### What is expected
This task calls for every entry below to be repeated exactly, without the pictures.

START Data for the task

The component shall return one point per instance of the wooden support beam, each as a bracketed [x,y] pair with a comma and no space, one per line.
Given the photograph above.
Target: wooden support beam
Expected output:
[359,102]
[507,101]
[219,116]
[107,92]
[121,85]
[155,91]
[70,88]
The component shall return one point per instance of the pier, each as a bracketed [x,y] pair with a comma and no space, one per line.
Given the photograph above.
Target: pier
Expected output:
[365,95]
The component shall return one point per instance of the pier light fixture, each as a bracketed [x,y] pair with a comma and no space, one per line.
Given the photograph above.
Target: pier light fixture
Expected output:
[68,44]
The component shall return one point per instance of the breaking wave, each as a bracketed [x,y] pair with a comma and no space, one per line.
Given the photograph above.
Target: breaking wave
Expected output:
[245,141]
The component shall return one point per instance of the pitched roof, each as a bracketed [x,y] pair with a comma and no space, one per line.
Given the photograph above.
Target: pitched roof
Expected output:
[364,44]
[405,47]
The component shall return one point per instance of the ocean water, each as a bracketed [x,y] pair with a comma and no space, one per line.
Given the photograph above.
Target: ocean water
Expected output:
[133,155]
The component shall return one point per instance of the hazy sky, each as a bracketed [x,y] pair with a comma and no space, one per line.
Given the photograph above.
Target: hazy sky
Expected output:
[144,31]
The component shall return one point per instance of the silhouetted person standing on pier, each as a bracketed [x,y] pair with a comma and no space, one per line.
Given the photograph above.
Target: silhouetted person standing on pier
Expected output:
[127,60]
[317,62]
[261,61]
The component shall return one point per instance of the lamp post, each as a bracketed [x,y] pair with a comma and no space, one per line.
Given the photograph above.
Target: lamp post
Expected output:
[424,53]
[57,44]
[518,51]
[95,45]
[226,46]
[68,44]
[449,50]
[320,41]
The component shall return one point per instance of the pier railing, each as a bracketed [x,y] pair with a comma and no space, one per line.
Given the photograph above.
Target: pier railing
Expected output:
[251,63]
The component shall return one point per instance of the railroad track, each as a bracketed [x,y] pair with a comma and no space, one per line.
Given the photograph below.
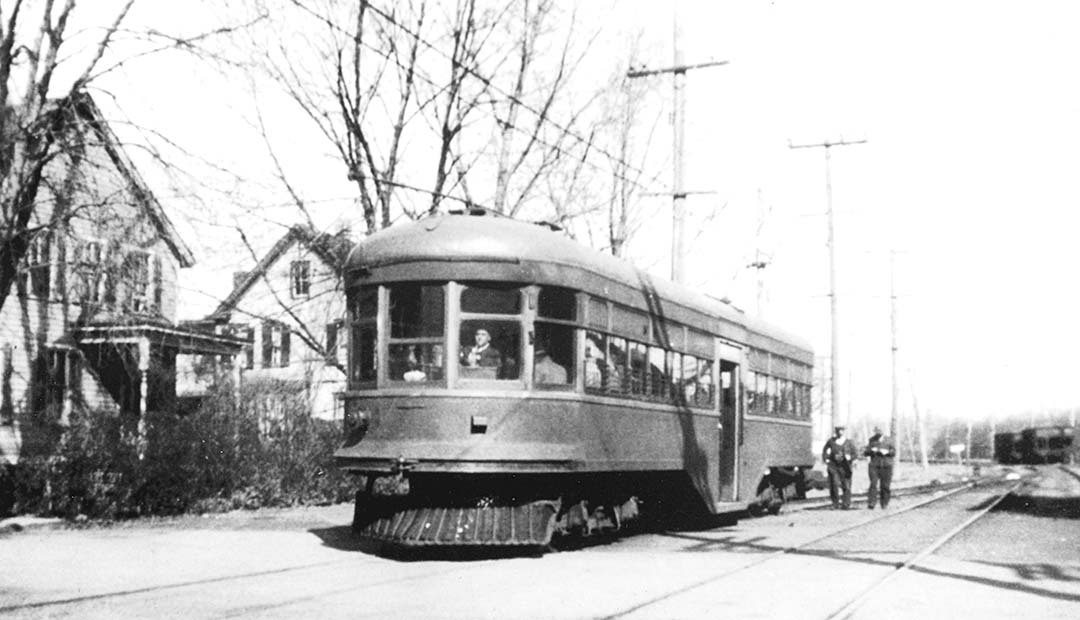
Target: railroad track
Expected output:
[995,492]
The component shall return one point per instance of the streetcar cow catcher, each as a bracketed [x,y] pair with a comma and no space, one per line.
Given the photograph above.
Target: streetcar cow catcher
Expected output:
[508,385]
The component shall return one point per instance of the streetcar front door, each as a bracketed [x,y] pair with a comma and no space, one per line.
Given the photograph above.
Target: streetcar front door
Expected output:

END Data for the task

### Response area
The component shall return one point per instance of the wooden support beam, each as a bracketed [x,y] pair with a comma and no space, one per line.
Given the photograph above.
Target: wooden support beam
Expected output:
[359,102]
[507,101]
[219,116]
[107,92]
[121,85]
[155,91]
[70,88]
The component shall return one point per instance of the pier, each as a bracketed [x,y] pair with a comma and no space, one per line.
Given the photograph above.
Target: pier
Expected output:
[365,95]
The component shall return one point per instance of the pier light fixture, each as a bracketed [x,y] pair with a comma and no space, one per line.
Given the photograph above.
Target: pier light fixture
Expected output:
[68,44]
The component shall return one point per instance of the breaking wave, each as a bracketed [x,y] pair with a comma and no space, one per line.
Given the photograph above.
Target: breaking wave
Expected output:
[245,141]
The component shall return one point per instance of the pitched roof, each as a bracketed [x,y] pair with a comma and no space, one per line.
Given the photograph above.
Target: pitched roof
Expected output:
[364,44]
[405,47]
The component shall return one point per instance of the ocean water, each as a bracketed [x,y] pair with a comma and no space, one per line.
Given the photograph above.
Target: ocean water
Expected output:
[133,155]
The component shall return one point per instance of the hazy sky, each as a bracketed [x,y] pair with a comma and no space, one per line.
Given the photograph above.
Target: hazy sky
Expected output:
[144,31]
The component shall return one point per instance of the silhouetted person standing on pier, each as a bracketed [x,y] pair with a comma and no space, one per line.
Given the photograph above.
Target: silhouetted person standing on pier
Expected output:
[127,60]
[317,62]
[261,61]
The component shall return one point per instance of the lamp post, each as a bracketed [x,y] pair with a comma and no space, one per line.
Given the photograph above.
Target: lamp post
Expected output:
[424,53]
[57,44]
[518,51]
[95,45]
[226,46]
[68,44]
[449,50]
[320,41]
The component shall return one point per instance of the pier railing, each as a bracketed [x,y] pair with a comma and no space, one per line.
Given the photograph above.
Target: pier railing
Expected output:
[251,63]
The component shall return one point per instance of the railroad track, each as a bracketed [x,y] pair with a comma and no space, one per line.
Given the photograph below.
Target: railroad track
Expected output:
[995,492]
The component shall return one point per instance of the streetcar cow catcher, each as a bracketed [x,y] pair with a comma and no space, one per line.
Given the photograph above.
Target: streetcar cow catcher
Expected output:
[508,385]
The component shall return one point per instance of the streetcar front door, each as a bracketed [x,y] pair with a comma and no space, one per line.
Given the photograph above.
Target: streetcar front door
Expected output:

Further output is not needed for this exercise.